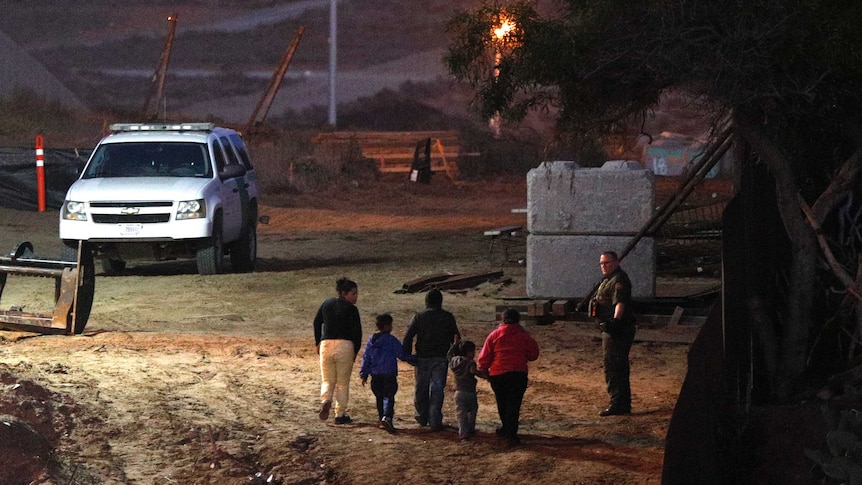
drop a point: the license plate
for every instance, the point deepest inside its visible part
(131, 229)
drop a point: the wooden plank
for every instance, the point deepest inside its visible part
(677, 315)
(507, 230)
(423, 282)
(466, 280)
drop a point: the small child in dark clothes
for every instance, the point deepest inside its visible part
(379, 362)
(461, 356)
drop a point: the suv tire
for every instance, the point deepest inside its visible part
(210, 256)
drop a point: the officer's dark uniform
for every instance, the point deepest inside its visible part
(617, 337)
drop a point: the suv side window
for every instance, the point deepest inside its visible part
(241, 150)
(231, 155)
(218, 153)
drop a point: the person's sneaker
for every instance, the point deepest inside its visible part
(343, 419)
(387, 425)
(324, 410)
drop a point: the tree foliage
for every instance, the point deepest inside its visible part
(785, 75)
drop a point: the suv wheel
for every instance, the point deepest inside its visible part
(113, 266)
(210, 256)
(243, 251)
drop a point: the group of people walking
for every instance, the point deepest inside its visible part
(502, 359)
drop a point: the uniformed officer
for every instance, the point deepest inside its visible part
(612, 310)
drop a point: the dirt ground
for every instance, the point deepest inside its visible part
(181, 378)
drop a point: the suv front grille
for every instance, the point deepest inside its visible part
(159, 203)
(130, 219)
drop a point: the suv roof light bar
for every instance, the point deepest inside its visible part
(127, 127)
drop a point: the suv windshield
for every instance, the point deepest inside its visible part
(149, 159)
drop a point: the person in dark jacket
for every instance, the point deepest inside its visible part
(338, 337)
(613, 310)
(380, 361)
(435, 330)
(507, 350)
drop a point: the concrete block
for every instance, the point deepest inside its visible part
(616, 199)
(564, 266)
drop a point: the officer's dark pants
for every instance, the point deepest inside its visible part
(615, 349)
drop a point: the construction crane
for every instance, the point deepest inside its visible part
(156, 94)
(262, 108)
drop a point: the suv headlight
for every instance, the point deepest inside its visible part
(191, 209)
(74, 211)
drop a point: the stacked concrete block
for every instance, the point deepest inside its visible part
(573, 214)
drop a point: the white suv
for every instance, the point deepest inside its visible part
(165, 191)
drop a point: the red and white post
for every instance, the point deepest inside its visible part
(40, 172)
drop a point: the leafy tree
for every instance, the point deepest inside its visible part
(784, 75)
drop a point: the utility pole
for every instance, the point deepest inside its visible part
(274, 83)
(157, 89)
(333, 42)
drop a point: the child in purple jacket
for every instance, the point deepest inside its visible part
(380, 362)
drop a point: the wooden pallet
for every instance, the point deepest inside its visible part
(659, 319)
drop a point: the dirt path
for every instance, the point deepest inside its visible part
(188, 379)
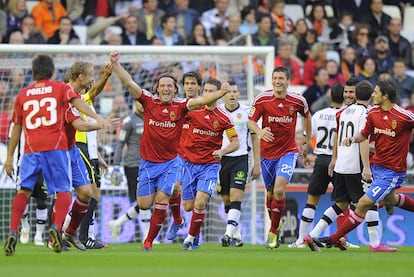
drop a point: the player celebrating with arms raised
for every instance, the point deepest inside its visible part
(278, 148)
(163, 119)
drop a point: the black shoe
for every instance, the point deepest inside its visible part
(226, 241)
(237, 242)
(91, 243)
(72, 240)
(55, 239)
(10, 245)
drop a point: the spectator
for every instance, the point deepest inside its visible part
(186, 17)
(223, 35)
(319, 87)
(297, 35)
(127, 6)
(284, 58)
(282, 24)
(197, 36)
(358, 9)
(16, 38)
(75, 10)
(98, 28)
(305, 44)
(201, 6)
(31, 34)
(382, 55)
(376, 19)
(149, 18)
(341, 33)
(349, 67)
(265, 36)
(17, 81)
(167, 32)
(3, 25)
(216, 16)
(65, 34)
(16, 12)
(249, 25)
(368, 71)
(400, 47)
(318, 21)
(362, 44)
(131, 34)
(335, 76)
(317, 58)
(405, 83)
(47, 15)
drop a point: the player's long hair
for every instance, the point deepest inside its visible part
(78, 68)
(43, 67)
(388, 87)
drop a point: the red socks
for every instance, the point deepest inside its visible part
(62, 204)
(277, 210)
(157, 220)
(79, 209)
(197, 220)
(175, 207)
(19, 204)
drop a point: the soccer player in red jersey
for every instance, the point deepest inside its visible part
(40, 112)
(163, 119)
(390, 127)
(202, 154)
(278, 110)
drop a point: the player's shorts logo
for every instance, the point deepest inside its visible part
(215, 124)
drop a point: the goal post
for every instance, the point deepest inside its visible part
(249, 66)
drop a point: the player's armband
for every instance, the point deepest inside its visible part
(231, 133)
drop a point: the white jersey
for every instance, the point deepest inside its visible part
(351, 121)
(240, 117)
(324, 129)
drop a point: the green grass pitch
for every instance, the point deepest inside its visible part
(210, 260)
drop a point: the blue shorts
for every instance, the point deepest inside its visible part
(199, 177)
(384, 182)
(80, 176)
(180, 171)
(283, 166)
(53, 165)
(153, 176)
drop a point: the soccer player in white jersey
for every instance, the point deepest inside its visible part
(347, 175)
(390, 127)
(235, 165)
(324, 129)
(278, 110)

What the task asks ->
Whenever a line in the records contains the word "wooden", copy that line.

Exercise output ->
drop a point: the wooden plank
drop a point: the wooden pallet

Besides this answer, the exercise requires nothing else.